### WHAT THE EXERCISE ASKS
Shorten the paragraph in the resolutions text below that begins "While I reduced my fast food eating in 2006," keeping its main facts.

### PROVIDED TEXT

I resolve to give up fast food.
While I reduced my fast food eating in 2006, the convenience of it made it difficult to give up entirely. I’ve been trying out various methods for replacing the convenience of fast food in my lifestyle and I’ve hit on a variety of little things that work. I believe that using them in concert will eliminate the expense of fast food in my life.

The plan: The metric here is impossibly easy: did I eat fast food or not? If I’m ever tempted to eat, I’ll just turn away and do something else.

I resolve to buy a house with a minimal interest debt.
To do this, I need to consolidate a number of different investments, plus borrow some funds from my retirement account (you can take a loan from your retirement, then pay it back at a low interest rate). The goal is to maximize the down payment so I can minimize the overall interest rate.

### GIVEN RECORDS
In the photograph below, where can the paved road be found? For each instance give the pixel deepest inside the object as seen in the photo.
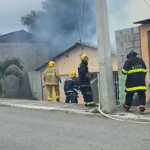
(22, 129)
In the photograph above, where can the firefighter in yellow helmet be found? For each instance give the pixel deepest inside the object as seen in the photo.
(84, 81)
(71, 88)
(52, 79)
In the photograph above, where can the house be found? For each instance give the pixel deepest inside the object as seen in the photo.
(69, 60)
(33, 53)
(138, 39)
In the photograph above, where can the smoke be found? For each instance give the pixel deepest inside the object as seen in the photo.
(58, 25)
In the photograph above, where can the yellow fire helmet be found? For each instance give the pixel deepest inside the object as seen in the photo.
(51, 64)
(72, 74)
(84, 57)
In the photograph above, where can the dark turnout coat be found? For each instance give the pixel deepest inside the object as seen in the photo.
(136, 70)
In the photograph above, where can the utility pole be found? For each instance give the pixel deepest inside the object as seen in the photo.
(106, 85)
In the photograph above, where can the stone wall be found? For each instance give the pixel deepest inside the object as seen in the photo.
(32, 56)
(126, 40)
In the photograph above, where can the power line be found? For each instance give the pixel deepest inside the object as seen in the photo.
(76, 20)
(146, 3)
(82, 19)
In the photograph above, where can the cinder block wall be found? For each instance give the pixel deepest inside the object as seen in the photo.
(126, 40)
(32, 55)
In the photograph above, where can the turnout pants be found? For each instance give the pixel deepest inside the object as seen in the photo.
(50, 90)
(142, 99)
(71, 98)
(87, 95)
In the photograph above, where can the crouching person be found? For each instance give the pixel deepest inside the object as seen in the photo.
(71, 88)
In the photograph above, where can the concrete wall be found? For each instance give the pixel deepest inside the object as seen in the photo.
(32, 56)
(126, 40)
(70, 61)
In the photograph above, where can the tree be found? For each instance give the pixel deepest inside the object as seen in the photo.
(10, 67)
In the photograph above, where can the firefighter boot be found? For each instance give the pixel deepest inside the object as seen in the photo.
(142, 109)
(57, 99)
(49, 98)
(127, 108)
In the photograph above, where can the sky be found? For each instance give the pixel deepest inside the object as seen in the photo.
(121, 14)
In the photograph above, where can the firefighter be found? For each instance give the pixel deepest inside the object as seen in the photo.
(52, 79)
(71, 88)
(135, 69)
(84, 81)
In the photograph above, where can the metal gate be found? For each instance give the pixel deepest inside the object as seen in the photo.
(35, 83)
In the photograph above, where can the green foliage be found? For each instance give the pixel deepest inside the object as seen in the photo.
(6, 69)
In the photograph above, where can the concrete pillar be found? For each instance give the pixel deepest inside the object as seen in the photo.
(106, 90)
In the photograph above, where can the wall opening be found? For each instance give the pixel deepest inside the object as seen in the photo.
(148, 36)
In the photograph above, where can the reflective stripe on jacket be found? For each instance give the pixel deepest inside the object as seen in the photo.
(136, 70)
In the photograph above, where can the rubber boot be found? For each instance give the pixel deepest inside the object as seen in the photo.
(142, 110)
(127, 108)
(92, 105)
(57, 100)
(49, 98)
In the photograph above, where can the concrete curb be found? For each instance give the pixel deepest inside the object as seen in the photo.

### RIGHT ANSWER
I cut back on fast food in 2006, but its convenience kept me from quitting entirely. I've tested ways to replace that convenience and found several small ones that work. I believe using them together will eliminate my fast food spending.